§ Written tasks
a - In the meditation introduction, what two-word phrase describes what meditation is?
b - Render the records, from their first line through the line containing "390), (519, 390)]", as a numbered list, leaving out blank lines.

Introduction: Coming to Sit

Sitting straight with all one’s heart sustains the descent into the mind that sees and accepts all that lies within.

JAMES FINLEY, THE CONTEMPLATIVE HEART

Where are you hurrying to?

Would you like to slow down? Can you find a little time to sit?

If you make that time, you can become aware of how much time you actually do have. As you sit, you may also discover more: more awareness, more serenity, and even more time.

Come and sit to meditate.

Meditation is exploring: sitting—but sometimes also chanting or dancing or walking—to explore the real nature of mind, body, spirit, world. Meditation is inner research.

Some say meditation is about exploring the mind and how it creates the conditions of our existence, including how we perceive time, stress, and everyday busyness in our lives. Some say it is exploring the way to God or the Absolute that forms our existence. Some say it is a glimpse of what is timeless and unchanging; others, a glimpse of change itself, of ceaseless passing and impermanence. All say that sitting to meditate is undertaking a journey that is important, even if that journey is differently understood.

As you begin this journey of meditation, consider yourself blessed with a great advantage: You have beginner’s mind.

Beginner’s Mind

In the beginner’s mind there are many possibilities; in the expert’s mind there are few. So Zen Buddhist Master Shunryu Suzuki wrote in the introduction to Zen Mind, Beginner’s Mind, a classic work on Zen meditation that helped educate the crop of Americans who now teach and practice Zen Buddhism, one branch of the 2,500-year-old, Eastern-born Buddhist religion.

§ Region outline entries
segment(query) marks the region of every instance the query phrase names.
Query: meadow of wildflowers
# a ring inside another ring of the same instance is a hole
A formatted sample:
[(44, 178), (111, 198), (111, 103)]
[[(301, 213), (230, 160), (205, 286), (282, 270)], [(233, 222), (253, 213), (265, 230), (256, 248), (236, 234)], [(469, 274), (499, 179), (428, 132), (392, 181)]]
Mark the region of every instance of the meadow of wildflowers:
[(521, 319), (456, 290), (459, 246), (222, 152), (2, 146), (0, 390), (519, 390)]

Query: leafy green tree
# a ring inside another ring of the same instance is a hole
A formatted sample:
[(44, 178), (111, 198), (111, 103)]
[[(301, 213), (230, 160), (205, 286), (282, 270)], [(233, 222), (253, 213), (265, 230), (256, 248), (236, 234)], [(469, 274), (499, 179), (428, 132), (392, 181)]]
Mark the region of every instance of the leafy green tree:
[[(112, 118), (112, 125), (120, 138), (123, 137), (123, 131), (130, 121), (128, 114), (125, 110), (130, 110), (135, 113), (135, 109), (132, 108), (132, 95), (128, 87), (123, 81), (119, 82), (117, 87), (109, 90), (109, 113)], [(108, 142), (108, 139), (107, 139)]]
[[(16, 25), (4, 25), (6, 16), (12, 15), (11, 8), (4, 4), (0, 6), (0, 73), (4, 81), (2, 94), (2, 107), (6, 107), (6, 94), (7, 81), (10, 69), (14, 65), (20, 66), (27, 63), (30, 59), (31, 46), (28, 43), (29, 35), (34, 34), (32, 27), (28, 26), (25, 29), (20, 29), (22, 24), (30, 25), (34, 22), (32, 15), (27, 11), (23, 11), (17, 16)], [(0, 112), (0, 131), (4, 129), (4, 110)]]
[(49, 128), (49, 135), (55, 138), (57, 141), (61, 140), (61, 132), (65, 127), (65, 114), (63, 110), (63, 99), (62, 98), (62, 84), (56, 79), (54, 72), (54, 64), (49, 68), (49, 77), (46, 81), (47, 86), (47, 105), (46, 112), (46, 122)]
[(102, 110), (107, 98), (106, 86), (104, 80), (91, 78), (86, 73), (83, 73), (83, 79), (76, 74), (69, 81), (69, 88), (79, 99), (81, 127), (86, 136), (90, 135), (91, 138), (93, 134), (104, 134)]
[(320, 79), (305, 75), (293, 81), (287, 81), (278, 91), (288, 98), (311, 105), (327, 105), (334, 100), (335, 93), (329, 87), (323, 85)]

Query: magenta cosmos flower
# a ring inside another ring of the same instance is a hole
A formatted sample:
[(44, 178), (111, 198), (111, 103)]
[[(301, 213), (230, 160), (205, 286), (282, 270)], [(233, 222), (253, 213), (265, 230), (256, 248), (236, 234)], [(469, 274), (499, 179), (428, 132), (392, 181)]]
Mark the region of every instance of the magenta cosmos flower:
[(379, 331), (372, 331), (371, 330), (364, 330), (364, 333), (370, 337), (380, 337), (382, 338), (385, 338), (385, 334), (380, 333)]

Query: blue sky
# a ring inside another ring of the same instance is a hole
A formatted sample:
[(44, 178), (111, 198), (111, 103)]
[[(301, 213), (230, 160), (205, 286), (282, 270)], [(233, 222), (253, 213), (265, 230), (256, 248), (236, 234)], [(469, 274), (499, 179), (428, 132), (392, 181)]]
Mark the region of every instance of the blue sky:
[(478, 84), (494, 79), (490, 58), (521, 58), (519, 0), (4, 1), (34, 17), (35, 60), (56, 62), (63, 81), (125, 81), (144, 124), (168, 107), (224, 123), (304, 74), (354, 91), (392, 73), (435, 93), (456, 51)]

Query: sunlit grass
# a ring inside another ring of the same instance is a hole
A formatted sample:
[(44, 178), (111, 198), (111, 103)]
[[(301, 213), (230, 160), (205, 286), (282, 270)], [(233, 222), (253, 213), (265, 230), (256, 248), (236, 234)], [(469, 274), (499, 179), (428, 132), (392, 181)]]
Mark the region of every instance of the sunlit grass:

§ The responses
a - Inner research.

b -
1. segment(query) marks the region of every instance the query phrase names.
2. Query: meadow of wildflowers
3. # a ring inside another ring of the same instance is a hole
4. A formatted sample:
5. [(44, 178), (111, 198), (111, 103)]
6. [[(301, 213), (230, 160), (205, 286), (282, 270)], [(233, 222), (253, 213), (265, 230), (256, 248), (236, 234)], [(469, 274), (499, 179), (428, 132), (392, 181)]]
7. Mark the region of every instance of the meadow of wildflowers:
8. [(521, 319), (456, 290), (459, 246), (222, 152), (2, 146), (0, 390), (519, 390)]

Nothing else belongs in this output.